DIRECTIVE 1 —
Find every line in the records below that contains the word "rear" and copy each of those lines.

SOURCE DOCUMENT —

=-=-=

# School hunt for teenager



## melmc (Aug 6, 2012)

Hello, I am new to this forum and have tried scrolling through to see if anyone else has the same problem and answers to it but haven't found anything. We are "researching" our dream of moving to Italy which realistically will not be for a couple of years but I have stumbled upon a problem.... Schooling for my at present 15 year old. We are British but have been living in Sweden for the last 4 years. Our dream is to move to Italy . Everything is in our favour ( my husband works for an International company so no need to find work) I don't work at present no desperate need to at the moment.... Want to concentrate on my daughter. She speaks fluent English and Swedish and is learning Spanish at school. We are both casually learning Italian already but she leaves secondary school next year, which is fine but was planning on taking a fashion design course in college here... But when we discussed moving to Italy her dream came true to study fashion design in Italy! Wow but! Not as easy ... She is 16 next year, she will have to continue in the Italian state school ( she is going to struggle with studying in Italian) all kids her age have already chosen their special subjects at around 14 so she is 2 years behind in any given subject....plus she would not have completed 5 years of continuous study in theses subjects thus losing out in going straight into a Italian universities.... Alternative ... International school.... I looked at a couple in Florence.... €18,000 euros a year.... There are accademies and other colleges /universties but these are For 18/19 year olds, what about 16 to 18 year Olds?Unless I have misunderstood the situation , bad idea to move her before and perhaps pay for her to study in one of the international universities when she is 19 which appear to be about 10,000€ a year cheaper!!!! Hey ho will have to delay the dream for a further 4 years(((


----------



## occhiolino (Aug 14, 2012)

=-=-=

RECORDS SHOWN —

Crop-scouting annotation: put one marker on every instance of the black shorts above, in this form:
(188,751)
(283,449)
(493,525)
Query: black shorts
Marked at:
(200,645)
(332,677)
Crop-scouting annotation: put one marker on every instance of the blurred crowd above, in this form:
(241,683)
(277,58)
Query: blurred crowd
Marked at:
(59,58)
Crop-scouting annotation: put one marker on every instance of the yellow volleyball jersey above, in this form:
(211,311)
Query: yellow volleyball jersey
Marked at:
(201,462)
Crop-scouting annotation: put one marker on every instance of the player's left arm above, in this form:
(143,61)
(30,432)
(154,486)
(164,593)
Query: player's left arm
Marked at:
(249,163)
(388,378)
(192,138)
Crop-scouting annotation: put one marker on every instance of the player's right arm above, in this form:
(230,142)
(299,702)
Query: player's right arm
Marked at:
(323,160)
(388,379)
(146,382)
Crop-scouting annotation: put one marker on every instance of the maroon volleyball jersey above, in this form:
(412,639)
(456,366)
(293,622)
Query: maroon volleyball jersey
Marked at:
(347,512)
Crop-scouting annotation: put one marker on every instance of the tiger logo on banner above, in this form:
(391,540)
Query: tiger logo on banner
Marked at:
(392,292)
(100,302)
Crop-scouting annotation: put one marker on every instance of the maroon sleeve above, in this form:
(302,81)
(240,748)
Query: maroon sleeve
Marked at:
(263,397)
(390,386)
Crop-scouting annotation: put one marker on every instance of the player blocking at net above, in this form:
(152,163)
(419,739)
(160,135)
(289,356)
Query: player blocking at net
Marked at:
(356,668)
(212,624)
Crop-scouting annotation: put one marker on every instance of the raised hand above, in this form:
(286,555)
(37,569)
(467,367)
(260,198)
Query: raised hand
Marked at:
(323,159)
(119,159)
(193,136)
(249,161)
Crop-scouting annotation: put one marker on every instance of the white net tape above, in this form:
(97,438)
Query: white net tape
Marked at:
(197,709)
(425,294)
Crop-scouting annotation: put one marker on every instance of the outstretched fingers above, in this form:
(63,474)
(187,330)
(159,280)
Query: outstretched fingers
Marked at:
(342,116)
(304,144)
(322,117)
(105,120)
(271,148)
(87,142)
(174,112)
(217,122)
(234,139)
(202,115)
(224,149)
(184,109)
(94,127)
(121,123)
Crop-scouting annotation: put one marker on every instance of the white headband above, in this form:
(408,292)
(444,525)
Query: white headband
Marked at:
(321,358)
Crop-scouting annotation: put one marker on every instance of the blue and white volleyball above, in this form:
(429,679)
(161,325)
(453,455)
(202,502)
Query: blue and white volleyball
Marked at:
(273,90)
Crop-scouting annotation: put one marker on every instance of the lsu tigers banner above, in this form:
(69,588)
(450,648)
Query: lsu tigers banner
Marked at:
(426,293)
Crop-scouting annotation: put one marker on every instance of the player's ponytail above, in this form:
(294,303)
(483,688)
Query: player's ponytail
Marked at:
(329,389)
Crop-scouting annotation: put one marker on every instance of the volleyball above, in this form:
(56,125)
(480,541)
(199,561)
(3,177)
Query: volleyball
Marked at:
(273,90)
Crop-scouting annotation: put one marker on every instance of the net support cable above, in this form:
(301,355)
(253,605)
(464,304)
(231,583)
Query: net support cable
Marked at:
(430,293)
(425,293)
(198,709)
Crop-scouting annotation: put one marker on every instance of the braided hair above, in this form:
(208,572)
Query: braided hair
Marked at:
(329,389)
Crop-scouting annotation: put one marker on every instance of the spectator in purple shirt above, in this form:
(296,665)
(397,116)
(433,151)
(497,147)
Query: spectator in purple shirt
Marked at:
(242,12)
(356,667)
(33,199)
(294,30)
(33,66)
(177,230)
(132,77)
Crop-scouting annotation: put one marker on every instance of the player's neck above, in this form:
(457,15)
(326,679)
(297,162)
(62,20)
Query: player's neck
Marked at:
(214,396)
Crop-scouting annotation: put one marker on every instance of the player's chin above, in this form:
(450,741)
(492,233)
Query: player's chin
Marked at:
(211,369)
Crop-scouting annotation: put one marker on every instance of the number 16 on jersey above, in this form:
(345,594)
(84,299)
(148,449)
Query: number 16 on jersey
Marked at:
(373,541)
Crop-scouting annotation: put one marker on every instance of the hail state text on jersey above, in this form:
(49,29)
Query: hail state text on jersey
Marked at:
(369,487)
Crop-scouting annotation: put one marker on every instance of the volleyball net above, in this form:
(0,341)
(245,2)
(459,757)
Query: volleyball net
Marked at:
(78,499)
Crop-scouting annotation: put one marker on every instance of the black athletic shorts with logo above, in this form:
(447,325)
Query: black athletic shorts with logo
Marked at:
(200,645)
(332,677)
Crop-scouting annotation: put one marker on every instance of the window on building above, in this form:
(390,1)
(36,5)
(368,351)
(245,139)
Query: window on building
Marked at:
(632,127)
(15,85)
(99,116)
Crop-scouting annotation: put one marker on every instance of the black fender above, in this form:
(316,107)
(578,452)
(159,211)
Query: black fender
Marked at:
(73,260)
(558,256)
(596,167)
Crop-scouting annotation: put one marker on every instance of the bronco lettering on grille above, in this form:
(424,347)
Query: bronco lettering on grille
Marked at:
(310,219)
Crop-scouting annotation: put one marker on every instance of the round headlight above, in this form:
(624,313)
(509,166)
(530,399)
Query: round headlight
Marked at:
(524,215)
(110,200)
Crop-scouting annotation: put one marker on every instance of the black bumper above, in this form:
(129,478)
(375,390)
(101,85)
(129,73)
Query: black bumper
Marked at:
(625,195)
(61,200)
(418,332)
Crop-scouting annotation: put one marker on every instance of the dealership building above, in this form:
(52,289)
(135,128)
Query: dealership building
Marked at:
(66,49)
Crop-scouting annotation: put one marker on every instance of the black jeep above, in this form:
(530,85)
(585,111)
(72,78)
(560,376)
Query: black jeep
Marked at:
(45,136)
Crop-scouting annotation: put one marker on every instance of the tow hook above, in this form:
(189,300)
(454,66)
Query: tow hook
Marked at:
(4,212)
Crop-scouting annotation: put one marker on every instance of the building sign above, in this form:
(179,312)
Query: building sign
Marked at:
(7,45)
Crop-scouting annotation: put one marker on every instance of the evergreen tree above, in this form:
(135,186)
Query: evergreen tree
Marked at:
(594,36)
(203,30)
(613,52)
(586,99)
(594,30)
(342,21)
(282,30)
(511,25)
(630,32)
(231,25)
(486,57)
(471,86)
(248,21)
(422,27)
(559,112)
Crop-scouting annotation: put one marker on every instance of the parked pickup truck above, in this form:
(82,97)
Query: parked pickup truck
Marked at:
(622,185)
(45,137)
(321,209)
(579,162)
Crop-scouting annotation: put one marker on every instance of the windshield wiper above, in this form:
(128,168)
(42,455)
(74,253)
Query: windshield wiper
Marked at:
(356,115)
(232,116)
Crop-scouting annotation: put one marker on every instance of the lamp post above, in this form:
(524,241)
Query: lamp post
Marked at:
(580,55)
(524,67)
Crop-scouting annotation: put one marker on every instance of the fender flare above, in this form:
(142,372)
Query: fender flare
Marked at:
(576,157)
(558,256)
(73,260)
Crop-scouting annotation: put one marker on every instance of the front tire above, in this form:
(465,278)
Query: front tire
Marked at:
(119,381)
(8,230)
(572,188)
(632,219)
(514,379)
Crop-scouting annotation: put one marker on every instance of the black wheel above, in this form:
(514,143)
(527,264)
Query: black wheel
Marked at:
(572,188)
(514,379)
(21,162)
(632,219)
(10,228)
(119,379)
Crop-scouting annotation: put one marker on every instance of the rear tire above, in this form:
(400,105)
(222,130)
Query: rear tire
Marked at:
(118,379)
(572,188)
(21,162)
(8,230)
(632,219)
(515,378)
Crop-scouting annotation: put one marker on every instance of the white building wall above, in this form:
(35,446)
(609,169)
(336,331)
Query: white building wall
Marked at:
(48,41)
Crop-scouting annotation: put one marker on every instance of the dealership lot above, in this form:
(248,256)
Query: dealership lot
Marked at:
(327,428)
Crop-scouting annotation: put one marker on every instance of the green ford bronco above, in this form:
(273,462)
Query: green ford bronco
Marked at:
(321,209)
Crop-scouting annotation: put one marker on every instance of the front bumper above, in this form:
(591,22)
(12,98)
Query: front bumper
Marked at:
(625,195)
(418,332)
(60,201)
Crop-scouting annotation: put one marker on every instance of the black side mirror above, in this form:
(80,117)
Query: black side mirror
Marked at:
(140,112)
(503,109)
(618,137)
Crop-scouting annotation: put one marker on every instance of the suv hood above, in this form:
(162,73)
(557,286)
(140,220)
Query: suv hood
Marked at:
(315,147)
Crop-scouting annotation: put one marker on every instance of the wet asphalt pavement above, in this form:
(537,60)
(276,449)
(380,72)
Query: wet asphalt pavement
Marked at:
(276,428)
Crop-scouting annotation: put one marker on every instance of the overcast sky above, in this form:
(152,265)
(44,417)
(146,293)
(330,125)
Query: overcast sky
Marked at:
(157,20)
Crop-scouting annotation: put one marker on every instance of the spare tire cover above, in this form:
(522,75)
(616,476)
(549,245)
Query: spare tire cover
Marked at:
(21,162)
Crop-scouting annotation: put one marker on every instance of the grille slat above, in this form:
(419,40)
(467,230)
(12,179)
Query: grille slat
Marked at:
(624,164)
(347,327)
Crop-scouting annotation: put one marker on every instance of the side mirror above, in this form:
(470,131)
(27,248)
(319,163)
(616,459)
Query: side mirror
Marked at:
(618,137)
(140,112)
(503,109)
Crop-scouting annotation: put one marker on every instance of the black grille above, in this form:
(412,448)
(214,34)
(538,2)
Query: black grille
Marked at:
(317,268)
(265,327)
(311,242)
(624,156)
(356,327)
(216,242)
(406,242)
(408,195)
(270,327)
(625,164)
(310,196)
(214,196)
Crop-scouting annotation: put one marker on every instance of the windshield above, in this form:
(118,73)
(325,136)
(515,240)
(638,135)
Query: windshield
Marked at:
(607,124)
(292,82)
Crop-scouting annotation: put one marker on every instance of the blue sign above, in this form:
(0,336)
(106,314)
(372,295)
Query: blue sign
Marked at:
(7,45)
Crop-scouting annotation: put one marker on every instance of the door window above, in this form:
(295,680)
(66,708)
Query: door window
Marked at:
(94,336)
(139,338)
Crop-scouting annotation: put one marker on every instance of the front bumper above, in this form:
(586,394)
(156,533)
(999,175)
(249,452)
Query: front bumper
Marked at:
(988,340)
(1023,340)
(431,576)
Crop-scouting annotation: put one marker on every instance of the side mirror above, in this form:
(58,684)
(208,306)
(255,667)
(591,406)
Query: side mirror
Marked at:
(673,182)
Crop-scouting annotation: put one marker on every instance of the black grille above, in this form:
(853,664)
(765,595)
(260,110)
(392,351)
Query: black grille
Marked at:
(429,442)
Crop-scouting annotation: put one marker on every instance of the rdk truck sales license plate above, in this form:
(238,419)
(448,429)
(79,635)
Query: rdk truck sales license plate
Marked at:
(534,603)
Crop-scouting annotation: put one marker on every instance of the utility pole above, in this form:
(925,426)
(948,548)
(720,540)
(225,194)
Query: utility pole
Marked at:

=-=-=

DIRECTIVE 2 —
Translate this sentence from the forum thread into Italian: "We are British but have been living in Sweden for the last 4 years."

CORRECT OUTPUT 1 —
Crop-scouting annotation: put one marker on every instance of the rear tire above, in this form:
Query: rear tire

CORRECT OUTPUT 2 —
Siamo britannici, ma da 4 anni viviamo in Svezia.